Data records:
++++++++++++++++++++

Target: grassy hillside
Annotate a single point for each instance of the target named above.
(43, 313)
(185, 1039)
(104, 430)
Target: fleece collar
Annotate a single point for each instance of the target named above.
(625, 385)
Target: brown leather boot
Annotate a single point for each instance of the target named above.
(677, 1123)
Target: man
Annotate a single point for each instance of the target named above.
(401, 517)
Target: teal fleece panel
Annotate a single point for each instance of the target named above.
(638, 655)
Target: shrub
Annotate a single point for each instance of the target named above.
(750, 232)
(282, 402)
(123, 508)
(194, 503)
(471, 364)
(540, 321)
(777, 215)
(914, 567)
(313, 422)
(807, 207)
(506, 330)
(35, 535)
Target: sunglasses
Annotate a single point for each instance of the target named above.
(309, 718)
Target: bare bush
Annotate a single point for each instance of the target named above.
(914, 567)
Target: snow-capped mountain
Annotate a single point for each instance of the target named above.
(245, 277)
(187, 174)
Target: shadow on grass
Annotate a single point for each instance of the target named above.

++++++++++++++++++++

> [Direction]: Extract the whole listing, character for character.

> [Exercise solution]:
Target: grassy hillside
Annotate a single point for each instance of the target named above.
(43, 313)
(185, 1039)
(104, 430)
Target: fleece collar
Annotate a single point for each instance of the target named above.
(625, 385)
Target: brown leather boot
Annotate a single point for each instance of the target named above.
(677, 1123)
Target: man
Annotate a single point for each instance of the target named above.
(401, 517)
Target: teal fleece panel
Annotate a single point for each instance of the target named above.
(638, 655)
Target: shrub
Annotate a single point for each instance of the target named above.
(750, 232)
(282, 402)
(123, 508)
(194, 503)
(471, 364)
(540, 321)
(777, 215)
(914, 567)
(313, 422)
(807, 207)
(506, 330)
(35, 535)
Target: sunglasses
Annotate a single point for each instance of the target named above.
(309, 718)
Target: bare bush
Annotate a single point for each instance of the target named above.
(914, 567)
Target: snow-capped mountain
Annotate a single point for each instance of the target named above.
(245, 277)
(187, 174)
Target: shadow on grass
Annotate a single point for each instance of the target named above.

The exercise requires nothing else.